*** Data for processing ***

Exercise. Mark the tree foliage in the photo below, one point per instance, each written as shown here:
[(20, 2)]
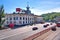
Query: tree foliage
[(2, 15), (50, 16)]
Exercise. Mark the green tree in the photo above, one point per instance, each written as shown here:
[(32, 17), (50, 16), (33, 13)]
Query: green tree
[(1, 16)]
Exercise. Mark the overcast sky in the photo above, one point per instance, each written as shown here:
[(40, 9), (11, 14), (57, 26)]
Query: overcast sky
[(37, 7)]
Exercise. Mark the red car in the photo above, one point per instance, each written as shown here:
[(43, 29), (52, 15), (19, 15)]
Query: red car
[(58, 24)]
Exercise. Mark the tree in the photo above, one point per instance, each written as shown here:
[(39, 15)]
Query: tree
[(1, 16)]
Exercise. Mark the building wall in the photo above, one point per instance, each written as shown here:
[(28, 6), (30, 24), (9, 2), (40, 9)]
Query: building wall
[(19, 19), (22, 19)]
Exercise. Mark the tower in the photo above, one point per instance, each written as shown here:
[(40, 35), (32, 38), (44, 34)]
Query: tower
[(27, 9)]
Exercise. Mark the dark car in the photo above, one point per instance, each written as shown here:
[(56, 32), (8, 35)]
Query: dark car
[(53, 28), (34, 28), (46, 25), (58, 24)]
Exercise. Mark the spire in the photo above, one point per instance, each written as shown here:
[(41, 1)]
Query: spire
[(27, 6)]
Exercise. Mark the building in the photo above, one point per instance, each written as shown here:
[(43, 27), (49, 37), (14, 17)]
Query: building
[(22, 17)]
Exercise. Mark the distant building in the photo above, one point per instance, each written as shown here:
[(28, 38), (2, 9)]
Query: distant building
[(22, 17), (57, 19)]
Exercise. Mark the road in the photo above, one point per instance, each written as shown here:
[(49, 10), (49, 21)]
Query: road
[(21, 33)]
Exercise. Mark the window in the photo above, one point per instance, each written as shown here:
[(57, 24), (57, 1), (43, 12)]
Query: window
[(7, 18), (26, 18), (23, 22), (10, 18), (20, 22), (23, 18), (14, 22), (16, 18), (30, 18), (10, 21), (26, 21), (7, 22), (20, 18)]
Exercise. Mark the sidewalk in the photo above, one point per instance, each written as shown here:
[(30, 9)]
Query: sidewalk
[(49, 35)]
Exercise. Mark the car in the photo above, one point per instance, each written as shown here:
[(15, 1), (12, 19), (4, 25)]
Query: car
[(58, 24), (50, 23), (44, 26), (47, 24), (34, 28), (53, 28)]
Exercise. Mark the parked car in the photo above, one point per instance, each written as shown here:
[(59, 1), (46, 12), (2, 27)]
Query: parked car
[(58, 24), (34, 28), (53, 28), (46, 25)]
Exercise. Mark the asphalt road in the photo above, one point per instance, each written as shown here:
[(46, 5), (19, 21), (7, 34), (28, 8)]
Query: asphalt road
[(21, 33)]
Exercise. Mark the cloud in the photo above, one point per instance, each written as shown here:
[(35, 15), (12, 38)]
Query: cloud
[(49, 2), (39, 12)]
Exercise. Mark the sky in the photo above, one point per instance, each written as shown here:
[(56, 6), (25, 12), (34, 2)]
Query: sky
[(37, 7)]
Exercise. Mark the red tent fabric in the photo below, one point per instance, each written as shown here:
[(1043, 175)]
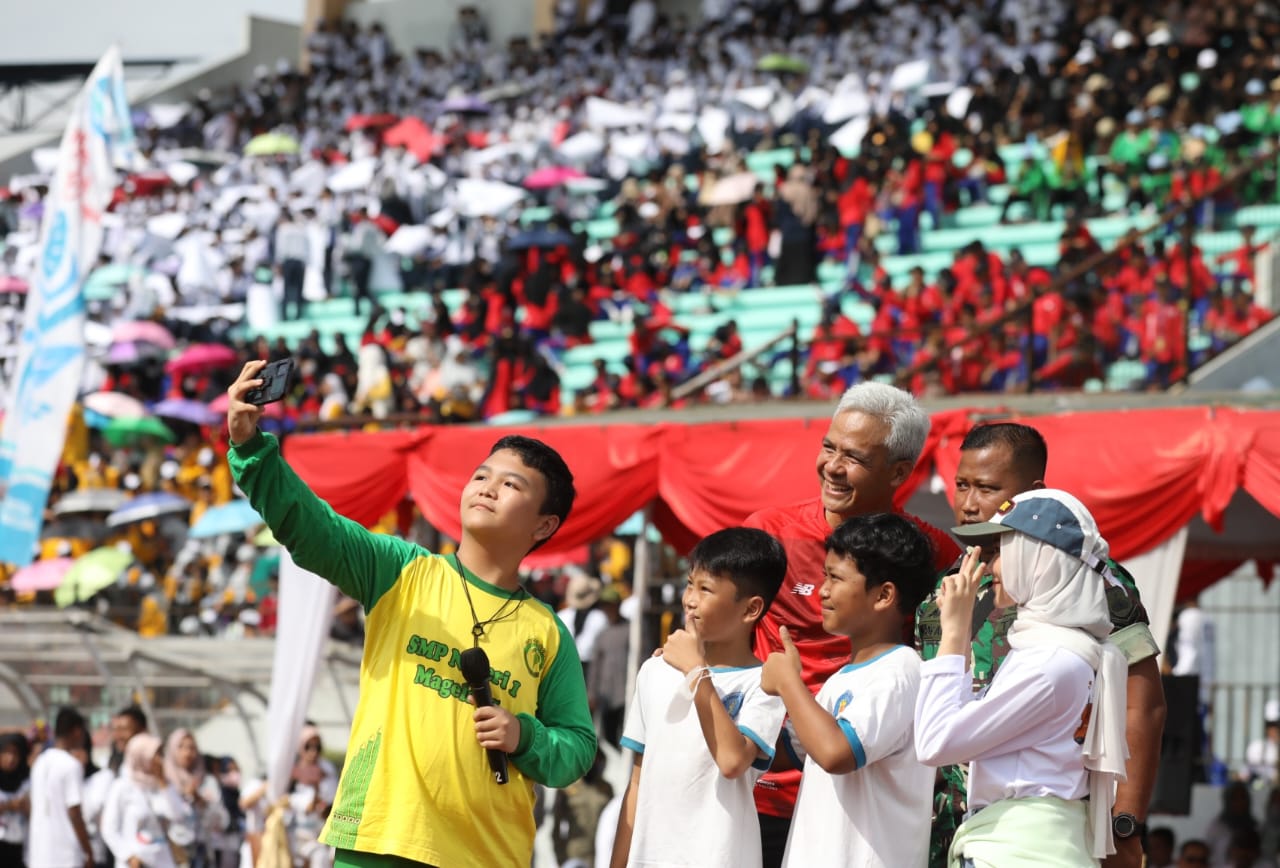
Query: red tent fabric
[(1144, 473)]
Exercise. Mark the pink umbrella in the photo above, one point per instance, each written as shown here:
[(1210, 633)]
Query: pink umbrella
[(114, 405), (414, 136), (41, 575), (222, 403), (142, 332), (552, 176), (202, 357)]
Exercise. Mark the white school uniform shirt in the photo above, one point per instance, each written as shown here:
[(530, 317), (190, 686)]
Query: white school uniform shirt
[(56, 779), (13, 825), (1019, 739), (686, 812), (878, 814), (135, 822)]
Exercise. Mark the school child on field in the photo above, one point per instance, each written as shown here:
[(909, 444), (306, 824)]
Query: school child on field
[(1046, 743), (864, 798), (700, 727)]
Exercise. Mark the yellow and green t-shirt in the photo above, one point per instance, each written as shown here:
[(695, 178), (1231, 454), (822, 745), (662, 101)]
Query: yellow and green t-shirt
[(416, 782)]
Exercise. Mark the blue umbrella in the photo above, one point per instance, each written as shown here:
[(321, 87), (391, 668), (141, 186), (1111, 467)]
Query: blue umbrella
[(232, 517), (147, 506), (187, 411), (466, 105)]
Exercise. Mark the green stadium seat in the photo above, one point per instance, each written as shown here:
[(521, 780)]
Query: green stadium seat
[(1125, 375), (976, 217), (1261, 217), (531, 215)]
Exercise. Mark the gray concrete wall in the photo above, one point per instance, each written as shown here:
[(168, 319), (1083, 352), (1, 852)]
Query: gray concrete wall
[(428, 23), (1255, 362)]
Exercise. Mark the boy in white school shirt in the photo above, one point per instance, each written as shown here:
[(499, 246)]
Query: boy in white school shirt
[(700, 727), (864, 798)]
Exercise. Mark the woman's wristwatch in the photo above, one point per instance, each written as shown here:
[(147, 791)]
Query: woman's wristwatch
[(1125, 826)]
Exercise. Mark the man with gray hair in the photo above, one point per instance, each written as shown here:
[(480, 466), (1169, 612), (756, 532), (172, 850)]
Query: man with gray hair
[(874, 439)]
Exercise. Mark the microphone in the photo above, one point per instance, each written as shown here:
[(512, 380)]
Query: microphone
[(475, 671)]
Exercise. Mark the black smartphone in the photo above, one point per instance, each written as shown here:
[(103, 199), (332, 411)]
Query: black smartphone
[(275, 383)]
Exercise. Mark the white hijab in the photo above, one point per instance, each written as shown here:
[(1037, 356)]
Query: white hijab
[(1061, 602)]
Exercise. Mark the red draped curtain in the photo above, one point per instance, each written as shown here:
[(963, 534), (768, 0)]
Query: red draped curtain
[(1143, 473)]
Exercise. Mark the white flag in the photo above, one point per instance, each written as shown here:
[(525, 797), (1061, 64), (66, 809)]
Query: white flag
[(51, 348)]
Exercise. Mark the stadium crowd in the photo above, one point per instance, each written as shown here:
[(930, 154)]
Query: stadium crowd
[(379, 169), (385, 170)]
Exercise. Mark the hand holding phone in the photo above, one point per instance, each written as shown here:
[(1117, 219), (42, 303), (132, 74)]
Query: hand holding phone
[(275, 383)]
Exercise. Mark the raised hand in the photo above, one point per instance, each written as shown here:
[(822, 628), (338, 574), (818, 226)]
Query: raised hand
[(781, 666), (685, 649), (242, 416), (955, 602)]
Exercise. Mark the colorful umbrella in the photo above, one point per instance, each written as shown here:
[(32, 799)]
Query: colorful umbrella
[(466, 105), (41, 575), (366, 120), (552, 176), (90, 499), (270, 145), (414, 136), (232, 517), (186, 410), (201, 357), (149, 506), (92, 572), (222, 403), (132, 432), (114, 405), (142, 332), (105, 282)]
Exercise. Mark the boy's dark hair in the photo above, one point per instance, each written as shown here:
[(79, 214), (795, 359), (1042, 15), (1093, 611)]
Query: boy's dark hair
[(888, 548), (135, 713), (753, 560), (1025, 444), (68, 722), (547, 461)]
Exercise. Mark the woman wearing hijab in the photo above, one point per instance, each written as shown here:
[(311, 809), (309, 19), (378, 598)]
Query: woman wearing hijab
[(206, 814), (140, 808), (798, 206), (14, 796), (312, 785), (1045, 744)]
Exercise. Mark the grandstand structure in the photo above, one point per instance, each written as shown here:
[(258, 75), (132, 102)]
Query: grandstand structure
[(762, 313), (215, 688)]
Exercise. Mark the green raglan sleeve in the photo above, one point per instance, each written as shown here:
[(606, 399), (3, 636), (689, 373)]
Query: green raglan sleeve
[(558, 745), (361, 565)]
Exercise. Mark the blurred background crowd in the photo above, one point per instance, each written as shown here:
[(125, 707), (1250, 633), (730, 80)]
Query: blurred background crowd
[(955, 196)]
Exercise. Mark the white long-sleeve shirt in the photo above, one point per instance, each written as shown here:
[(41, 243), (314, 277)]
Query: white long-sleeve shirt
[(1019, 739), (132, 826)]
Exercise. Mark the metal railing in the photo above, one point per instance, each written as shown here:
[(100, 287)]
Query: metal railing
[(1234, 720)]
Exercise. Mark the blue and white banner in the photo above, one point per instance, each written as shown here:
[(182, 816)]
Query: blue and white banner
[(51, 352)]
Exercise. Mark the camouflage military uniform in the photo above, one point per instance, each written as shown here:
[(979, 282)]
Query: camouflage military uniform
[(990, 648)]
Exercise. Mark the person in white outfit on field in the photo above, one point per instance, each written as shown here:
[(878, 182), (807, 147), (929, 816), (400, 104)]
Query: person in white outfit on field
[(140, 808)]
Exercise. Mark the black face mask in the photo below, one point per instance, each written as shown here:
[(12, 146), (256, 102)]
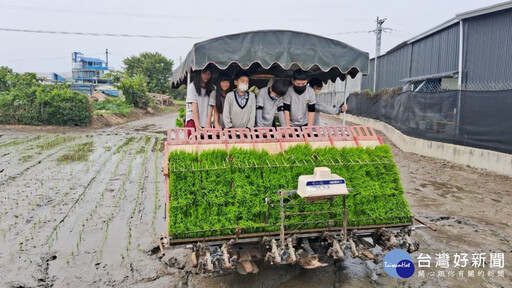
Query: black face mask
[(299, 89)]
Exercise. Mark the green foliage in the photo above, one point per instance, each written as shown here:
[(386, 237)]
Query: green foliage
[(114, 106), (218, 191), (27, 102), (179, 93), (154, 67), (181, 117), (135, 91), (182, 112)]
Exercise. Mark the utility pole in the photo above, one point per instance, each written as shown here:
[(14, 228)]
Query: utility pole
[(378, 33)]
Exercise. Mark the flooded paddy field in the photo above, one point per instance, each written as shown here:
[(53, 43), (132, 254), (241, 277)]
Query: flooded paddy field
[(83, 207)]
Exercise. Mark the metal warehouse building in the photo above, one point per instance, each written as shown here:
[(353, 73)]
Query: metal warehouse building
[(470, 50)]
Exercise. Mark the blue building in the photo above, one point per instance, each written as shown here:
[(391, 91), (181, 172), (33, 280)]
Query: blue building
[(87, 69)]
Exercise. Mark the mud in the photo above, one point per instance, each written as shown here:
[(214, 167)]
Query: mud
[(94, 223)]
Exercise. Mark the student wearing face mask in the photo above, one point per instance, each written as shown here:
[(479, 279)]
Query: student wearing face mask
[(317, 85), (270, 101), (299, 102), (240, 105), (198, 99), (218, 97)]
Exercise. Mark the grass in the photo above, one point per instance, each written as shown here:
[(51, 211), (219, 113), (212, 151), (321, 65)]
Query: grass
[(140, 187), (126, 142), (121, 190), (53, 142), (155, 209), (26, 158), (77, 153), (114, 106), (100, 199), (17, 142)]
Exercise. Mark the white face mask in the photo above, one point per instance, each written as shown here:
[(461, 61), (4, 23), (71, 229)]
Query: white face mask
[(243, 87)]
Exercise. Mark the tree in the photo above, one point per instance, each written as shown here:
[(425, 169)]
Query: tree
[(135, 91), (154, 67)]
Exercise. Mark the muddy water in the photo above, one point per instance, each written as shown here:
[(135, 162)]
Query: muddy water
[(92, 224)]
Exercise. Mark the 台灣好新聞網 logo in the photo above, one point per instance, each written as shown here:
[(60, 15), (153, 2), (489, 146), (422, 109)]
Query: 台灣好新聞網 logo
[(398, 263)]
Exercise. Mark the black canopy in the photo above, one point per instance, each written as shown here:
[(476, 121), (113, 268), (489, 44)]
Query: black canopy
[(277, 53)]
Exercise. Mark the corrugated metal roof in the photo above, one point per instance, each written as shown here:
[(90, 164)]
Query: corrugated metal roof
[(457, 18)]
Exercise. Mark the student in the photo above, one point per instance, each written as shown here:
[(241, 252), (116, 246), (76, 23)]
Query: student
[(199, 113), (299, 102), (269, 101), (218, 97), (240, 105), (317, 85)]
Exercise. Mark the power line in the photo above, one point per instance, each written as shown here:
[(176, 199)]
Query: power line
[(162, 16), (97, 34), (347, 32)]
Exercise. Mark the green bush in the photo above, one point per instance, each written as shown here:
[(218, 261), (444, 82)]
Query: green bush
[(44, 105), (135, 91), (61, 106), (113, 106)]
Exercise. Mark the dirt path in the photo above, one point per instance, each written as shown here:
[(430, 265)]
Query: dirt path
[(90, 223)]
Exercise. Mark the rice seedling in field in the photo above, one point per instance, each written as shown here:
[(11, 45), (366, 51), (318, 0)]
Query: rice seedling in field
[(102, 195), (53, 142), (121, 193), (126, 142), (157, 190), (139, 190), (77, 153), (19, 141), (54, 232)]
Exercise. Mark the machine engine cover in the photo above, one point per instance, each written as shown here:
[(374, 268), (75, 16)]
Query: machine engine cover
[(321, 184)]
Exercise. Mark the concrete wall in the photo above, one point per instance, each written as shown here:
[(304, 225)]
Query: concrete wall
[(497, 162)]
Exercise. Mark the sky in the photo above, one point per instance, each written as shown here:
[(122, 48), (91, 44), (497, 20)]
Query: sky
[(184, 23)]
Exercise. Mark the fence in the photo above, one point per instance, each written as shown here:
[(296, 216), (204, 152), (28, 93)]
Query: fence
[(471, 117)]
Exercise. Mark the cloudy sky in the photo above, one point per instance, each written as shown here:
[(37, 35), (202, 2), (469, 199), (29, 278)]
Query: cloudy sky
[(184, 23)]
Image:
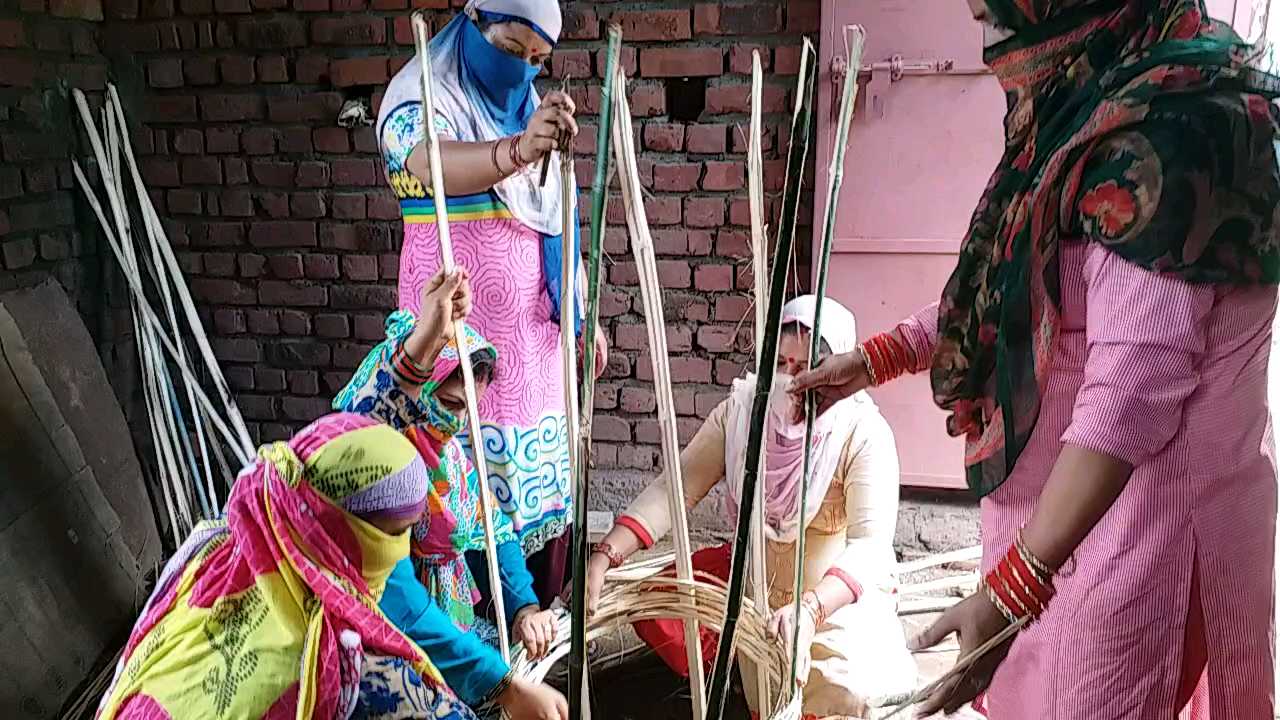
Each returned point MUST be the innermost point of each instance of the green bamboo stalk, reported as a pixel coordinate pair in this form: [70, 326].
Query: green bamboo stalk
[854, 40]
[579, 705]
[796, 154]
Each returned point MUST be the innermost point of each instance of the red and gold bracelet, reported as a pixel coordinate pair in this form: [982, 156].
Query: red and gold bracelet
[885, 358]
[1020, 584]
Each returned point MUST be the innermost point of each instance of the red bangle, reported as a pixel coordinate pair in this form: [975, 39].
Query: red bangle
[607, 550]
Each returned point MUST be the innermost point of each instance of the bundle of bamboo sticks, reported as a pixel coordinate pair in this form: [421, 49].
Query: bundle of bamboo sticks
[188, 437]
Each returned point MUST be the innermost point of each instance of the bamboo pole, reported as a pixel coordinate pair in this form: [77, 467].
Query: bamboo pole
[760, 273]
[764, 378]
[854, 41]
[650, 292]
[240, 442]
[469, 381]
[579, 696]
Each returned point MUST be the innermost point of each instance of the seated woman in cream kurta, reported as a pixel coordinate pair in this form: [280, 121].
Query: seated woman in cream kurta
[855, 645]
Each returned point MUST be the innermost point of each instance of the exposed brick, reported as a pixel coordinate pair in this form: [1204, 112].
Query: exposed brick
[707, 139]
[231, 108]
[664, 137]
[287, 233]
[641, 26]
[296, 294]
[721, 176]
[676, 177]
[681, 62]
[748, 18]
[359, 71]
[704, 212]
[272, 33]
[357, 30]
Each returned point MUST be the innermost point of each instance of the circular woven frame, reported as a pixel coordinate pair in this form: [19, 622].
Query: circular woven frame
[663, 597]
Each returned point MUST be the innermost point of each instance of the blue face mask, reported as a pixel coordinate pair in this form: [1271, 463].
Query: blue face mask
[503, 80]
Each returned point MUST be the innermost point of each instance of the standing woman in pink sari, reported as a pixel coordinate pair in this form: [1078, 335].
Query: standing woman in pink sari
[507, 231]
[1102, 346]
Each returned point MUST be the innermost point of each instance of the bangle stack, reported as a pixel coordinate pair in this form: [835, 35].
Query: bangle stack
[886, 359]
[408, 369]
[1020, 584]
[607, 550]
[813, 604]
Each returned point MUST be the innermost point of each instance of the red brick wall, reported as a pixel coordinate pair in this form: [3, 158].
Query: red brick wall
[289, 236]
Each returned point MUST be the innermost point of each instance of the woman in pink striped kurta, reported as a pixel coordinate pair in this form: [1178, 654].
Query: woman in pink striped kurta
[1102, 346]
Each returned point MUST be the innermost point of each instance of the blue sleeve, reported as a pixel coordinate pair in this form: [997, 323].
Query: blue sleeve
[517, 583]
[470, 666]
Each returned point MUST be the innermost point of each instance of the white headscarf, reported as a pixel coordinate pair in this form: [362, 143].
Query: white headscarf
[535, 206]
[784, 440]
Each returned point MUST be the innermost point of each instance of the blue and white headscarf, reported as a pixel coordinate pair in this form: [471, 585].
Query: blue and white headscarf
[484, 94]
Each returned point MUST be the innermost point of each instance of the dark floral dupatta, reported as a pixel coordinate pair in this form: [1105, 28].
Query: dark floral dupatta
[1134, 123]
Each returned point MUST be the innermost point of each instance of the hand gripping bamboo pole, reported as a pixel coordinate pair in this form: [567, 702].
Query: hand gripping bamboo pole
[764, 378]
[760, 273]
[650, 292]
[854, 41]
[579, 697]
[469, 381]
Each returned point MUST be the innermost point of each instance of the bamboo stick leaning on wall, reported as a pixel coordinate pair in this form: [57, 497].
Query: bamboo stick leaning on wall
[150, 331]
[854, 40]
[760, 274]
[469, 381]
[796, 154]
[579, 697]
[650, 292]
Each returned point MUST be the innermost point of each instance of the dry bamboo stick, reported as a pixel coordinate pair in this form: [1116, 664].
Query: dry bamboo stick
[241, 442]
[854, 40]
[961, 665]
[650, 291]
[469, 382]
[760, 272]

*** End of Data for processing ***

(Problem statement):
Give back, word for word, only the lines above from the line holding "Exercise. Mark the flooded" to the line holding "[(479, 279)]", both included.

(Task output):
Exercise. Mark the flooded paddy field in the photo above, one point per instance, each written as shown here:
[(53, 43), (132, 254), (241, 277)]
Query: flooded paddy field
[(83, 207)]
Exercise. Mark the metal warehouse building in the photo above, one point per instance, each written as shown here:
[(353, 73)]
Query: metal warehouse building
[(470, 50)]
Exercise. Mark the blue building in the photo above, one point per instance, each written as shown here:
[(391, 91), (181, 172), (33, 280)]
Query: blue building
[(87, 69)]
Exercise. Mark the mud in the photo above, one point per instance, each written as shown here:
[(214, 167)]
Query: mud
[(94, 223)]
Exercise. Mark the student wearing face mask in the photo above, one point per instance, each written as shown here:
[(479, 279)]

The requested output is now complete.